<<<<
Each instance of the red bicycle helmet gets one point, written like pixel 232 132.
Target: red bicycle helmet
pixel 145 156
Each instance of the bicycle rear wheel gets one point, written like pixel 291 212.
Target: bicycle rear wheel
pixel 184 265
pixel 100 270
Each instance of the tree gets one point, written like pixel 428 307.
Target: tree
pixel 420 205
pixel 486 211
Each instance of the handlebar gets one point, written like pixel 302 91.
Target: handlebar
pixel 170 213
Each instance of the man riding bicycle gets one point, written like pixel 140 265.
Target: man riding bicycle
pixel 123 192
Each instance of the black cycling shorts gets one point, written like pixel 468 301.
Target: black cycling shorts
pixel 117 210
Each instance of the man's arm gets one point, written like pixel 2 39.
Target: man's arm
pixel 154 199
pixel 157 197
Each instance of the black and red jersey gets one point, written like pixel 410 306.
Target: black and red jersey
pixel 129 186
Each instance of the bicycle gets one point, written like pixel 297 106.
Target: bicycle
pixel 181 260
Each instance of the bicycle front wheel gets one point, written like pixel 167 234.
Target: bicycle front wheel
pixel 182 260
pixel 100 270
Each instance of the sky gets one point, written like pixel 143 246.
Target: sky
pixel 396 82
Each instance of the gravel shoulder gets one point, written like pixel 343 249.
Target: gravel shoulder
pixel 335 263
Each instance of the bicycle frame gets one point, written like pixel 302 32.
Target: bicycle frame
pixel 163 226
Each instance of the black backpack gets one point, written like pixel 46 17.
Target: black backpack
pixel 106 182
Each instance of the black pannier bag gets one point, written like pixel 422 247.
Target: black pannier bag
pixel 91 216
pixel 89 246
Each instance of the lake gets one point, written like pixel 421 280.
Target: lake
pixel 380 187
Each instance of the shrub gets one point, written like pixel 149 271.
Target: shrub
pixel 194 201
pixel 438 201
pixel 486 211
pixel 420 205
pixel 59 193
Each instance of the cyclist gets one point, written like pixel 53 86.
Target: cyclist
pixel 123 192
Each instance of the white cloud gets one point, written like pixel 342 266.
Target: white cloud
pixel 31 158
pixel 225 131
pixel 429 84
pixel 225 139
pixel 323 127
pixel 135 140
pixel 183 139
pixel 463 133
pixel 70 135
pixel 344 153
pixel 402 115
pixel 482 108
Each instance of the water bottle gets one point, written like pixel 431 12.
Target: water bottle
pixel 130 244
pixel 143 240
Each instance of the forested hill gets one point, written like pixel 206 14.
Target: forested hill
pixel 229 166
>>>>
From the listing above, output exactly the run of lines that starts with the line containing "Target: man's arm" and ends with the line containing "Each instance of the black backpack".

Target: man's arm
pixel 154 199
pixel 157 197
Each instance of the black and red jersey gets one point, written like pixel 410 306.
Target: black and red jersey
pixel 129 186
Each instance of the bicycle gets one point, written like pixel 297 106.
Target: bicycle
pixel 181 260
Each instance of the bicycle front wheel gets one point, written like pixel 167 234.
Target: bicycle front wheel
pixel 182 260
pixel 100 270
Each instance of the sky gets one point, written like pixel 143 246.
Target: sky
pixel 396 82
Each instance of the gravel shoulder gets one point, written like pixel 343 249.
Target: gravel shoulder
pixel 335 263
Each instance of the bicycle frame gets one point, written like pixel 302 32.
Target: bicycle frame
pixel 163 226
Each instance of the black backpack gets one point, written like pixel 46 17.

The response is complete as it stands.